____ STORED RECORDS
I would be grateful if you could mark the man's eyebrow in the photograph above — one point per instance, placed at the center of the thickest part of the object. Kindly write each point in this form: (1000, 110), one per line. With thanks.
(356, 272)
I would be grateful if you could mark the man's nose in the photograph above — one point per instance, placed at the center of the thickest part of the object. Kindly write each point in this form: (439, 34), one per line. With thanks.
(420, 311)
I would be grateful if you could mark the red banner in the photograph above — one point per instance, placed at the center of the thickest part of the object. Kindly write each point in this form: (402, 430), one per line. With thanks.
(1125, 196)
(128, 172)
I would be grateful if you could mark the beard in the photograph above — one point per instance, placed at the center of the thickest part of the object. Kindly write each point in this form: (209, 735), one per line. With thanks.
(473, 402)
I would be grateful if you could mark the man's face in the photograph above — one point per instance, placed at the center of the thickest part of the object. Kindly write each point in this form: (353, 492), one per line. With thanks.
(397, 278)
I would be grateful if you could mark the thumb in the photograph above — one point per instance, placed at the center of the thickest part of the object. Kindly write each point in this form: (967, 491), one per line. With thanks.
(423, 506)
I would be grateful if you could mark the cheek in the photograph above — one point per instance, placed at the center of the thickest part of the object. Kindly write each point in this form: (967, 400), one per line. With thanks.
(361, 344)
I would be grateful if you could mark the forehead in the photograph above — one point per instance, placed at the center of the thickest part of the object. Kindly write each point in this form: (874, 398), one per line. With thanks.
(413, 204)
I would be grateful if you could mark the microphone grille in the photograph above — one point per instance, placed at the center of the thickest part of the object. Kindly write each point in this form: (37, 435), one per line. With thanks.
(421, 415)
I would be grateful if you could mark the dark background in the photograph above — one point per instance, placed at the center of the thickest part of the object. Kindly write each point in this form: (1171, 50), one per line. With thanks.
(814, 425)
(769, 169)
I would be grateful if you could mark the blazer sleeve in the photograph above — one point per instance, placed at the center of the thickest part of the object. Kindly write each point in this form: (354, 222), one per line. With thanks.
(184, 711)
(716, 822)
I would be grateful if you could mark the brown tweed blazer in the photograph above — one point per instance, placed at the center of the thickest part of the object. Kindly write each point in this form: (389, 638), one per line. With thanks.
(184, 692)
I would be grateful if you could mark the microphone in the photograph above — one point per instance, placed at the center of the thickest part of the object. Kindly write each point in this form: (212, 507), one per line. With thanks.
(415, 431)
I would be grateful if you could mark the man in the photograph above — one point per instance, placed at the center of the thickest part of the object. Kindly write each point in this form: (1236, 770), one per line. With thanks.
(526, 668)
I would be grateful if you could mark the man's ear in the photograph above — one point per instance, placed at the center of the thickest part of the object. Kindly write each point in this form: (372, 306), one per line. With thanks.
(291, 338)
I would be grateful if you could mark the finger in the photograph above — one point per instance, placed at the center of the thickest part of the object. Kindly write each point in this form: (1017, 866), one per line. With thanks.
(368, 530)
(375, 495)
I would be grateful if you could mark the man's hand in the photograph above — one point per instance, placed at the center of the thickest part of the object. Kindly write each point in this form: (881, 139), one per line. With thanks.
________
YOUR INSTRUCTIONS => Update the items from the line containing "I would be grateful if you could mark the finger" through the end of the items, swapping "thickest" for "widest" and changing nothing else. Give back only those lines.

FINISHED EXERCISE =>
I would be grateful if you could mark the finger in the photograph above — one point per instance, placed at the center of the widest part of the object. Kindly write each point in this form: (1017, 866), one per line. With thanks.
(368, 530)
(375, 495)
I would be grateful if you could mark the man's hand in the photograph above — one point per instance, placed at the center of the widest part of the object. Kindly write each point in this form: (881, 139), one per line. With thanks.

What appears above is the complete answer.